▸ **GIVEN EXERCISE**
Reproduce every line of the items below, requests included, leaving the requests unchanged. Multiply each point coordinate in the answers by 1.35 and round the result to a whole number, with halves rounded up.

A data block:
Start
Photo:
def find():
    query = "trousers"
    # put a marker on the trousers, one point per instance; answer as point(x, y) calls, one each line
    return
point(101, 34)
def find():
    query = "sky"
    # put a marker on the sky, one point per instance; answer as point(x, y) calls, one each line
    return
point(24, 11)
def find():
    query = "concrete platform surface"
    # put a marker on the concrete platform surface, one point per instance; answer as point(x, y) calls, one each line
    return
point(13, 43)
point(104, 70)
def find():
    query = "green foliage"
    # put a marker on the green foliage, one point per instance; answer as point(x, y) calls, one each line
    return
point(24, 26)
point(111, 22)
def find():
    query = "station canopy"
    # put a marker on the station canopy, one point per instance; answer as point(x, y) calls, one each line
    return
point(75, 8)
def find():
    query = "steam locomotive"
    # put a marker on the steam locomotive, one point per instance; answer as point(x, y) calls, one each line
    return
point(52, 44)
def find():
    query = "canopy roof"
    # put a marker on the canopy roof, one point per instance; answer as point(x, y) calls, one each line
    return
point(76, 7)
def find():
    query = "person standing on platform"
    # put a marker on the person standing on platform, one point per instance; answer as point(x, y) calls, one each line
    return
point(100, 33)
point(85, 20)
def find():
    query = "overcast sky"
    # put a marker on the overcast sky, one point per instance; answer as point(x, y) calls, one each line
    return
End
▸ **FINAL RESULT**
Photo:
def find():
    query = "trousers"
    # put a marker on the trousers, one point per instance; answer as point(x, y) calls, one each line
    return
point(136, 46)
def find():
    query = "sky"
    # put a marker on the sky, one point per instance; answer as point(x, y) calls, one each line
    return
point(32, 15)
def find():
    query = "concrete platform surface"
    # put a marker on the concrete platform surface, one point per instance; answer as point(x, y) calls, one each line
    return
point(18, 58)
point(140, 95)
def find():
    query = "green foliage"
    # put a marker on the green foliage, one point per instance; answer as point(x, y) calls, one each line
    return
point(32, 35)
point(150, 30)
def find():
    query = "station canopy"
    # put a marker on the station canopy, one point per instance; answer as point(x, y) calls, one each line
    return
point(101, 11)
def find():
    query = "steam locomotive"
    # put a marker on the steam locomotive, one point per instance; answer as point(x, y) calls, one each line
    return
point(70, 59)
def find():
    query = "canopy roof"
    # put a marker on the canopy roof, one point per instance; answer as point(x, y) calls, one each line
    return
point(103, 9)
def find():
    query = "person standing on platform"
    # put a marker on the person standing on platform, one point per instance; answer as point(x, y) calls, one each line
    return
point(135, 45)
point(115, 27)
def find():
    query = "overcast sky"
    # put a marker on the overcast sky, one point per instance; answer as point(x, y) calls, one each line
    return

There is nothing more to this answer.